_Document section_:
- Opening Delimiter -

The authors tested various visual stimulus patterns and time delays between combinations of visual stimuli and found novel interactions in behavior. Their findings support the idea that, depending on the visual context, additional mechanisms kick into the visual-motor circuit to coordinate steering behavior flexibly.

Weakness:

The manuscript does not provide conclusive evidence on the presence of an efference copy signal, though there appears to be an intention to associate it with the result. However, demonstrating it is likely to be beyond the main scope of the revised version.

The goal of this manuscript is to understand how the fly's steering behavior is coordinated upon complex visual stimuli, and a number of experiments and simulations support their conclusion.

The behavioral findings presented in this paper will be helpful in further dissecting the underlying neural mechanisms of contextual sensory processing and in understanding visual processing in other species.

Reviewer #3 (Public review):

Summary:

Canelo et al. used a combination of mathematical modeling and behavioral experiments to ask how flies orient to visual features and stabilize their gaze. In particular, the authors propose three models of visuomotor control, which lead to specific experimental predictions. With the goal of teasing out the suggested models, the authors design three flight experiments: 1) a bar-background experiment, 2) a looming-background experiment, and 3) a bar-background statistics experiment. The authors claim that: experiment 1 data favor the addition-only and graded EC model; experiment 2 data favor the all-or-none EC model; experiment 3 appears to suggest a graded EC model.

While the study is interesting, there are major issues with the conceptual framework. In general, there is a major disconnect between model and animal data. The manuscript lacks a statistical framework to support or refute the proposed models. In the end, it is unclear what are the main conclusions of the manuscript and contributions to the field.

Strengths:

They ask a significant question related to efference copies during volitional movement.

The figures are overall clear and salient.

Weaknesses:

Comparison of model to fly data:
In general, the manuscript suffers from a lack of quantitative comparisons between proposed models and fly data, which compromises the main findings of the work. While Figure 1-Fig. supplement 1 shows a direct comparison between experiment and model predictions, puzzlingly there is no such quantitative comparison in the main manuscript for the faster moving stimuli. Please overlay model predictions and experimental data and provide statistical comparisons throughout. The 3 proposed models are hypotheses, but there is no statistical framework to reject or support the models/hypotheses. Further, there is a disconnect between the new flight experiments and models. In fact, we do not see the model predictions for the set of experimental conditions tested in Figs. 5-7.

- Closing Delimiter -

_Exercise requirements_:
Which three flight experiments does Reviewer #3 say the authors designed, according to the review above?

_Dataset excerpts_:
- Opening Delimiter -

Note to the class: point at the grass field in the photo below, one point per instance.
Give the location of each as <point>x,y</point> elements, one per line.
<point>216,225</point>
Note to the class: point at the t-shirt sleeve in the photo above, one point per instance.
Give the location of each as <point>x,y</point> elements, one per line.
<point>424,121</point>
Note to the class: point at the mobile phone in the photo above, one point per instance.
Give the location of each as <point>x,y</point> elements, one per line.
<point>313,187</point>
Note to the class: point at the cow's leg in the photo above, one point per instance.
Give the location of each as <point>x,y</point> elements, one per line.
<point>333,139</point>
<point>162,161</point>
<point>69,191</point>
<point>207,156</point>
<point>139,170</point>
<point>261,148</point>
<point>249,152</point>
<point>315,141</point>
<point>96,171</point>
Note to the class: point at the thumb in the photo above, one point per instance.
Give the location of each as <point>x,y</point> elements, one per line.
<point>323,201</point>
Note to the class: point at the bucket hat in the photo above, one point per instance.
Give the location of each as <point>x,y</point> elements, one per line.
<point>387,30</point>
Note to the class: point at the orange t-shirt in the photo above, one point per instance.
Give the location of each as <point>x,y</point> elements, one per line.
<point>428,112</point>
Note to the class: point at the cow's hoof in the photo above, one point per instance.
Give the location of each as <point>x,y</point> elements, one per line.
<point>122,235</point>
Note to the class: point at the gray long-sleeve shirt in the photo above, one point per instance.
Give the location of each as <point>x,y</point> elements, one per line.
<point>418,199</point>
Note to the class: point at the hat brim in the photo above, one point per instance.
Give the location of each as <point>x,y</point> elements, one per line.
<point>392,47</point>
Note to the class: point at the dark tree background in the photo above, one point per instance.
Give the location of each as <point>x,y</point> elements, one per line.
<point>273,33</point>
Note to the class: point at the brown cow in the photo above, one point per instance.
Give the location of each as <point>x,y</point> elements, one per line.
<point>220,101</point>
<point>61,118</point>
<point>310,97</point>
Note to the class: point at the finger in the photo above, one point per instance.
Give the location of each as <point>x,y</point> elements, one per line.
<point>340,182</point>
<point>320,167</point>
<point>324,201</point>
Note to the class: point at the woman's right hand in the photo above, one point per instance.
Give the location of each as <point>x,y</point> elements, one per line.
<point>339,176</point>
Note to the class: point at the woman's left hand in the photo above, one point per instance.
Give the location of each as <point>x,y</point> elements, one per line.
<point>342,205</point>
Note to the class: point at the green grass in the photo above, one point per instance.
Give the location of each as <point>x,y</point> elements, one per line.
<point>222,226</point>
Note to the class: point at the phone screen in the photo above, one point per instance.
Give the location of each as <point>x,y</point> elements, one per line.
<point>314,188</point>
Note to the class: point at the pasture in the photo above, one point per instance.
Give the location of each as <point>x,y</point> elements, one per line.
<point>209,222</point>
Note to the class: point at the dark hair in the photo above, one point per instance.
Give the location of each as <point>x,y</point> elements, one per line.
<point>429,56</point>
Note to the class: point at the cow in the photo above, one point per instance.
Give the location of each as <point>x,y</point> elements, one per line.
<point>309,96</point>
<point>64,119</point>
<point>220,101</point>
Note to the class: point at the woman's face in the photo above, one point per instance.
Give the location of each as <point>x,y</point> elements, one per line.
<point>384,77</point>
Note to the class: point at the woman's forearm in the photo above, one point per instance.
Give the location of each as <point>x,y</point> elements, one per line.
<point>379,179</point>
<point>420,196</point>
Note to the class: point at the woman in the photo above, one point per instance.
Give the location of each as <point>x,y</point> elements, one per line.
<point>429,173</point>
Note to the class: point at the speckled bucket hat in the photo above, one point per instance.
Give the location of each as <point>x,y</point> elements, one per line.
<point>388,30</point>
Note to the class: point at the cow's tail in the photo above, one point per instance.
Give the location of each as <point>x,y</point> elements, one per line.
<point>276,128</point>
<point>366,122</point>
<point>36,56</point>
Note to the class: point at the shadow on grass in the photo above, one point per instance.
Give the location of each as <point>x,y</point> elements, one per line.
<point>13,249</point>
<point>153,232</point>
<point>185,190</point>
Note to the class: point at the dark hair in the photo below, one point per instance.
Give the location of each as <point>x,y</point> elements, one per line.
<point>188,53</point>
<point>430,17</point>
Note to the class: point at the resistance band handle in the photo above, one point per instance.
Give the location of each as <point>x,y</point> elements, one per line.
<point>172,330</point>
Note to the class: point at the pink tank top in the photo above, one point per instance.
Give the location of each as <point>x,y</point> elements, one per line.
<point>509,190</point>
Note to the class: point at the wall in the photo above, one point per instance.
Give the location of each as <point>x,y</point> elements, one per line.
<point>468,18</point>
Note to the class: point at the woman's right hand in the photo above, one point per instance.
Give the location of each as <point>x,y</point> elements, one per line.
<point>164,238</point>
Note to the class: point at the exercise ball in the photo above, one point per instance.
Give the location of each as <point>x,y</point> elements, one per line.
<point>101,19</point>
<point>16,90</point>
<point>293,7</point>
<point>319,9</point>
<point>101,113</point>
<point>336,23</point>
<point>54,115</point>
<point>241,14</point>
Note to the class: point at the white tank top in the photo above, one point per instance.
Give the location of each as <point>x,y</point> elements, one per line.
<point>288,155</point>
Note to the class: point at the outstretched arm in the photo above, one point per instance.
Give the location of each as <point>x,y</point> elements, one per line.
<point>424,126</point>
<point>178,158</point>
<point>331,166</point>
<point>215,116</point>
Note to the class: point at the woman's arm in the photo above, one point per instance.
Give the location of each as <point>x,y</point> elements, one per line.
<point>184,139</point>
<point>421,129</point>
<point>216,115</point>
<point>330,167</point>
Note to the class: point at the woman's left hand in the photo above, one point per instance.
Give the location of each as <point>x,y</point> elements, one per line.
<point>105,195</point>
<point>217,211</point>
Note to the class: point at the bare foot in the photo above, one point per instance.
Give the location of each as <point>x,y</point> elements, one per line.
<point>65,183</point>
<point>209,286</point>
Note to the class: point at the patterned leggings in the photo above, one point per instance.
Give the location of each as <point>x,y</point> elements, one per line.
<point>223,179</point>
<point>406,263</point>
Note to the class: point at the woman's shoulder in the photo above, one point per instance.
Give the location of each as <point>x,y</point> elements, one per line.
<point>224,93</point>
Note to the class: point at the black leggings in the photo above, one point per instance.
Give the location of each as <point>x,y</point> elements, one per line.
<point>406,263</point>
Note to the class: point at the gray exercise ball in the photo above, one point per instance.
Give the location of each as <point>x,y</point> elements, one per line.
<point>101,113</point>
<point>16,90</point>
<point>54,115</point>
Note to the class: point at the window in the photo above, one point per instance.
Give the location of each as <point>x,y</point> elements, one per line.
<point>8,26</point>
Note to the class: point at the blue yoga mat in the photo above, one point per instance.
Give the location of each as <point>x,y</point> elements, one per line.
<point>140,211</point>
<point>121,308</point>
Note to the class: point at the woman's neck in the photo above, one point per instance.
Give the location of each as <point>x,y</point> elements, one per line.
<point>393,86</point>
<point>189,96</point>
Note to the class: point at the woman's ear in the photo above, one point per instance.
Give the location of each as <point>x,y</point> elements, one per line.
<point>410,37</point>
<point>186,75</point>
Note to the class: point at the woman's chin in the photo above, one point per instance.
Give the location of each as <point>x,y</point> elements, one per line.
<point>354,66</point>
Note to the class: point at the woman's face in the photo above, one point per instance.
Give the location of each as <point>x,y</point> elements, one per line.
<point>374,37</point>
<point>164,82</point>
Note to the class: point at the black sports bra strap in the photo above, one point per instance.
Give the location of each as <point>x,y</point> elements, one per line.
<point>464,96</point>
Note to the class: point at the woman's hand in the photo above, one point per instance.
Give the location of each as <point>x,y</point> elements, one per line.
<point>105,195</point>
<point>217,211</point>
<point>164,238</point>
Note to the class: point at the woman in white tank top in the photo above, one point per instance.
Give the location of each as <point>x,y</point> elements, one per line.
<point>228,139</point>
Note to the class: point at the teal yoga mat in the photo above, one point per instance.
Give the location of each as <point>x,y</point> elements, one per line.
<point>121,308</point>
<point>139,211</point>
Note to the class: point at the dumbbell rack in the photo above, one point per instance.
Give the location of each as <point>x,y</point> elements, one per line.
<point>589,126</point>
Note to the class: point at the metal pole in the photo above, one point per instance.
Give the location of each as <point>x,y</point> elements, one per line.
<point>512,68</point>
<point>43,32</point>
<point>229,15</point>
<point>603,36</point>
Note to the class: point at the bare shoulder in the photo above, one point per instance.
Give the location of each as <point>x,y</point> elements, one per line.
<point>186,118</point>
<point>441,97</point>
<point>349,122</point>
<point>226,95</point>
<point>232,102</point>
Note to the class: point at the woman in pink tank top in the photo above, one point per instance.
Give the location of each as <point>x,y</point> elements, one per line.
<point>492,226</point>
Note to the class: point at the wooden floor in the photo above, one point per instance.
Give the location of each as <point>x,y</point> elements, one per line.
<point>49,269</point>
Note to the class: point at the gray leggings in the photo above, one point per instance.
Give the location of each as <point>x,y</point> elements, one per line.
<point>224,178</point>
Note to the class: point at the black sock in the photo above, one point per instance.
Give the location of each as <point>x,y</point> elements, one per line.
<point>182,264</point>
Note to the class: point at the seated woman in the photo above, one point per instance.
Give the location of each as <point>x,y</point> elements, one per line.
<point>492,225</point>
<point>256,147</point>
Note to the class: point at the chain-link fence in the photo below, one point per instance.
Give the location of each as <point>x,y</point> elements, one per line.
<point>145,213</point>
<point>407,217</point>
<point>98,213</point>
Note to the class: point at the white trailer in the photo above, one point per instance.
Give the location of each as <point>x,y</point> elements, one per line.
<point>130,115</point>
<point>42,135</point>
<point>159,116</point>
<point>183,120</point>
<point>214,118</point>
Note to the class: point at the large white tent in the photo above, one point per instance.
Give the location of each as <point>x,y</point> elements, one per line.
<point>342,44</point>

- Closing Delimiter -

_Task response_:
1. A bar-background experiment
2. A looming-background experiment
3. A bar-background statistics experiment